PROMPT: The data must be returned in full and exactly as given.

─── DATA PROVIDED ───

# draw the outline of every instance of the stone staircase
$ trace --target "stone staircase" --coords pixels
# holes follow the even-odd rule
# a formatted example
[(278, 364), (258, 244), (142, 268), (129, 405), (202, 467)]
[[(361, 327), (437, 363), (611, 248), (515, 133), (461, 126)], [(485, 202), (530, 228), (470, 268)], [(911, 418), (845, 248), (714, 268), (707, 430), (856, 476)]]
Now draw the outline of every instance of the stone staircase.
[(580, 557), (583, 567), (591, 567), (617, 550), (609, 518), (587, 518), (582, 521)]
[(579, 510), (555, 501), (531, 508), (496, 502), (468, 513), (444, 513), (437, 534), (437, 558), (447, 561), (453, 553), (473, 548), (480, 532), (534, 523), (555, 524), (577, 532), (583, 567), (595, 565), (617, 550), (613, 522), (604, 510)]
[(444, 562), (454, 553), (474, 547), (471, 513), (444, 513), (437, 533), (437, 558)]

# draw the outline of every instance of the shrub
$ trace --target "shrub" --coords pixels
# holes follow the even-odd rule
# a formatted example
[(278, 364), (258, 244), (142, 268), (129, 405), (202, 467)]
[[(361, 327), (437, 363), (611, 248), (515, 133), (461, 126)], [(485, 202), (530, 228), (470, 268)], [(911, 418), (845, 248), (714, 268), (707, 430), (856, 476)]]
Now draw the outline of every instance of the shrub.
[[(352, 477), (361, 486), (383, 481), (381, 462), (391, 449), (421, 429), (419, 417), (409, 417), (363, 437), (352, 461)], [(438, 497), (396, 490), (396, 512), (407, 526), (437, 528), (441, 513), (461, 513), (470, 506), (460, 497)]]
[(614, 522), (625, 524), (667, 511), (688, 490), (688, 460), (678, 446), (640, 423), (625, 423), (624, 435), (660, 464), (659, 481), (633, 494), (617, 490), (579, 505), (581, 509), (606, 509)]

───

ANSWER BELOW:
# draw the outline of every instance of the stone staircase
$ trace --target "stone staircase" --coords pixels
# holes follow the even-odd rule
# a formatted example
[(278, 364), (258, 244), (142, 268), (129, 405), (202, 467)]
[[(361, 327), (437, 363), (611, 248), (515, 133), (461, 126)], [(485, 202), (530, 228), (470, 268)], [(911, 418), (845, 248), (714, 268), (707, 430), (856, 476)]]
Now draw the outline of every instance of the stone staircase.
[(580, 557), (583, 567), (591, 567), (617, 550), (609, 518), (587, 518), (582, 521)]
[(579, 510), (555, 501), (531, 508), (496, 502), (468, 513), (444, 513), (437, 534), (437, 558), (447, 561), (453, 553), (473, 548), (480, 532), (534, 523), (555, 524), (577, 532), (583, 567), (595, 565), (617, 550), (613, 522), (604, 510)]
[(444, 562), (454, 553), (474, 547), (471, 513), (444, 513), (437, 533), (437, 558)]

# draw the outline of every instance of the shrub
$ trace --target "shrub" --coords pixels
# holes follow the even-odd rule
# a formatted example
[(278, 364), (258, 244), (142, 268), (129, 405), (202, 467)]
[[(361, 327), (437, 363), (611, 248), (515, 133), (461, 126)], [(485, 202), (530, 228), (470, 268)], [(911, 418), (845, 248), (714, 268), (707, 430), (856, 476)]]
Now draw the outline of every instance of the shrub.
[[(352, 477), (361, 486), (383, 481), (381, 462), (391, 449), (421, 429), (419, 417), (409, 417), (363, 437), (352, 461)], [(438, 497), (396, 490), (396, 512), (407, 526), (437, 528), (441, 513), (461, 513), (470, 506), (460, 497)]]
[(614, 522), (625, 524), (667, 511), (688, 490), (688, 460), (678, 446), (640, 423), (625, 423), (624, 435), (660, 464), (659, 481), (633, 494), (617, 490), (579, 505), (581, 509), (606, 509)]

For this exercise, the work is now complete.